Extend the news report on the Fukushima reactor cooling crisis, picking up after its final sentence.

PASSAGE TO READ:
# # # # # # #

But with backup power supplies also failing, shutting down the reactors is just the beginning of the problem, scientists said.
“You need to get rid of the heat,” said Friedrich Steinhaeusler, a professor of physics and biophysics at Salzburg University and an adviser to the Austrian government on nuclear issues. “You are basically putting the lid down on a pot that is boiling.”
“They have a window of opportunity where they can do a lot,” he said, such as using sea water as an emergency coolant. But if the heat is not brought down, the cascading problems can eventually be impossible to control. “This isn’t something that will happen in a few hours. It’s days.”
Edano, for his part, denied there had been a meltdown in the Fukushima Dai-ichi complex, but other officials said the situation was not so clear.
Hidehiko Nishiyama, a senior official of the Economy, Trade and Industry Ministry, indicated the reactor core in Unit 3 had melted partially, telling a news conference, “I don’t think the fuel rods themselves have been spared damage,” according to the Kyodo News agency.
A complete meltdown — the collapse of a power plant’s ability to keep temperatures under control — could release uranium and dangerous contaminants into the environment and pose major, widespread health risks.

# # # # # # #

INFORMATION SHOWN:
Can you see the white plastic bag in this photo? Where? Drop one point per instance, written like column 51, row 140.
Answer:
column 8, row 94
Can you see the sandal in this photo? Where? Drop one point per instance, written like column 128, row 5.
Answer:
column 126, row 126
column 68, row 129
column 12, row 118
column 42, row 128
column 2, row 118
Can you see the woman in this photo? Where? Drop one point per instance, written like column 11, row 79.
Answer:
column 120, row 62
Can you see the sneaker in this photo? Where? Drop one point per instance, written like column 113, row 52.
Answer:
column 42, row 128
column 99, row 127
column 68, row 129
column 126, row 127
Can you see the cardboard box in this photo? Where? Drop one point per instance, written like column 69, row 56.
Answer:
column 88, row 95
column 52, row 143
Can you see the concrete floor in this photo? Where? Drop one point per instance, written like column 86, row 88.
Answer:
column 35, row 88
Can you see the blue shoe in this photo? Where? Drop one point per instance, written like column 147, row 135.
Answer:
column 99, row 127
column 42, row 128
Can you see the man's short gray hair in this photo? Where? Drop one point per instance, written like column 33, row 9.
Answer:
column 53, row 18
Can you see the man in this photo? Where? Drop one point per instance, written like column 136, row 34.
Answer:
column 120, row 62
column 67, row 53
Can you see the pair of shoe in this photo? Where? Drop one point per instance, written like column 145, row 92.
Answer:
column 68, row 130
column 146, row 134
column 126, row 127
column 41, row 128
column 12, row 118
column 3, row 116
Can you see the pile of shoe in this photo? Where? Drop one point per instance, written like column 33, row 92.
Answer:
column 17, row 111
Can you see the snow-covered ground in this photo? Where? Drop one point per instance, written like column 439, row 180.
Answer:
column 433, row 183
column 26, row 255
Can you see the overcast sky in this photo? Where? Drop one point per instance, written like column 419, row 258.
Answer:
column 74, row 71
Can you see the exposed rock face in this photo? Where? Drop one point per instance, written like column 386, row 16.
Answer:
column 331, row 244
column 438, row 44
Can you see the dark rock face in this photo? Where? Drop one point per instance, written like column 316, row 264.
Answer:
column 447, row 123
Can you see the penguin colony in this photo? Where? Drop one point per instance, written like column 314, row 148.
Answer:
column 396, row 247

# # # # # # #

EXERCISE RESULT:
Experts noted, however, that even a complete meltdown would probably be far less severe than the 1986 disaster at Chernobyl, where a reactor exploded and sent a cloud of radiation over much of Europe. That reactor, unlike the ones in Fukushima, was not housed in a sealed container.
The nuclear crisis was triggered by twin disasters on Friday, when an 8.9-magnitude earthquake, the most powerful in the country’s recorded history, was followed by a tsunami that savaged its northeastern coast with breathtaking speed and power.
More than 1,400 people were killed and hundreds more were missing, according to officials, but police in one of the worst-hit areas estimated the toll there alone was more than 10,000.
The scale of the multiple disasters appeared to be outpacing the efforts of Japanese authorities to bring the situation under control.
Rescue teams were struggling to search hundreds of miles (kilometers) of devastated coastline, and hundreds of thousands of hungry survivors huddled in darkened emergency centers cut off from rescuers and aid. At least 1.4 million households had gone without water since the quake, and food and gasoline were quickly running out across the region. Large areas of the countryside were surrounded by water and unreachable. Nearly 2 million households were without electricity.
Starting Monday, power will be rationed with rolling blackouts in several cities, including Tokyo.
The government doubled the number of troops pressed into rescue operations to about 100,000 from 51,000, as powerful aftershocks continued to rock the country. Hundreds have hit since the initial temblor.
On Saturday, an explosion destroyed the walls and ceiling of Fukushima Dai-ichi’s Unit 1 as operators desperately tried to prevent it from overheating and melting down by releasing steam.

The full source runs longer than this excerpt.